Stated problem:
Rewrite the lines starting with the first one and going on through the line with "point(449, 107)", requests included. Shift every coordinate in the answers by -132.

[Coordinate annotation lines]
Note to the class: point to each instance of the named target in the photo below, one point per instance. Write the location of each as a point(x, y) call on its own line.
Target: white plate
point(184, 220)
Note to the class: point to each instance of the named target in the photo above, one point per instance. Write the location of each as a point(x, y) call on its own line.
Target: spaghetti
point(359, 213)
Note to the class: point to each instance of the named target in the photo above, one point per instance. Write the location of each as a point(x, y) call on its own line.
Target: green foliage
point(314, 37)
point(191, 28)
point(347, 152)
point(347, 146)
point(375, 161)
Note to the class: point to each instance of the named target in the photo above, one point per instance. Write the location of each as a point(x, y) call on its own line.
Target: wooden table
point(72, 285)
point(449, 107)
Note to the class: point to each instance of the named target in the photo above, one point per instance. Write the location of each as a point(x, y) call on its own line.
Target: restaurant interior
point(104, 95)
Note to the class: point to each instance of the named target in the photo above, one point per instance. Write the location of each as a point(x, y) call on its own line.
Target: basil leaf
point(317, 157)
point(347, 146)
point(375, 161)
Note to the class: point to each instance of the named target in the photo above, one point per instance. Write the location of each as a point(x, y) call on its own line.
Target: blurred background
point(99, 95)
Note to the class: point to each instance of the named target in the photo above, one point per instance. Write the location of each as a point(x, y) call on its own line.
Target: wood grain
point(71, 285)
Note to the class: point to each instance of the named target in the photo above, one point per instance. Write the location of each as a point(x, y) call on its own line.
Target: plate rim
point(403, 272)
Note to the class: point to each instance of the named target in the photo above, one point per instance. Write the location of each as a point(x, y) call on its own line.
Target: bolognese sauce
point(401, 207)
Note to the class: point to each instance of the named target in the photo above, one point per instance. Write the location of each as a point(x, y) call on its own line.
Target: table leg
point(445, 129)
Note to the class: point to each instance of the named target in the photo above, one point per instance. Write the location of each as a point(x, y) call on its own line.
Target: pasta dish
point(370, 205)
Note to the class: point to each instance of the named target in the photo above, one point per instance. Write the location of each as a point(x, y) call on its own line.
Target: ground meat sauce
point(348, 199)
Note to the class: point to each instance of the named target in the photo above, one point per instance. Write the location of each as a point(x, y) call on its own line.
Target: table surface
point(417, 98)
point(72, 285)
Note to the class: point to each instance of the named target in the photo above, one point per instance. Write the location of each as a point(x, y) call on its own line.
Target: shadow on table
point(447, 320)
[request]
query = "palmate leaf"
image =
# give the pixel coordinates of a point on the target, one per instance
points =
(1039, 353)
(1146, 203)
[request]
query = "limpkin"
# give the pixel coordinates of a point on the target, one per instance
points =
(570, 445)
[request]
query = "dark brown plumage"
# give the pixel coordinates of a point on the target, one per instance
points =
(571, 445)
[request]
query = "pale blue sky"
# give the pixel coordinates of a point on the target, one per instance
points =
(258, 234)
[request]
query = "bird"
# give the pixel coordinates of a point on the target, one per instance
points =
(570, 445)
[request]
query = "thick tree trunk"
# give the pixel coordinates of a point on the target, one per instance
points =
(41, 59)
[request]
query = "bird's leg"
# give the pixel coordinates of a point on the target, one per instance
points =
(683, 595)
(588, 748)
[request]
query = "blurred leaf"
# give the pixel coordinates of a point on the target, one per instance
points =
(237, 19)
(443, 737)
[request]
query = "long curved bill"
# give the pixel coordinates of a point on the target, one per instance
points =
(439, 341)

Answer:
Note to the class: point to each instance of the named target in the photo below, one point per instance. Write the location of each as a point(x, y) call on its own line.
Target: white plate
point(52, 88)
Note to the class: point to each instance of the named target in the photo above, one point per instance. Write the location of each as a point(x, y) call on its own line.
Target: spaghetti
point(227, 81)
Note to the class: point to each instance of the named target in the photo above, one point per instance. Write the location of each as a point(x, y) call on its own line.
Target: green foliage
point(182, -95)
point(59, -104)
point(215, 20)
point(215, 14)
point(243, 29)
Note to the class: point to each instance of the named target in the photo above, one point per instance. Write the location of each as a point(x, y) call on its own line.
Target: wooden table
point(-60, 153)
point(317, -25)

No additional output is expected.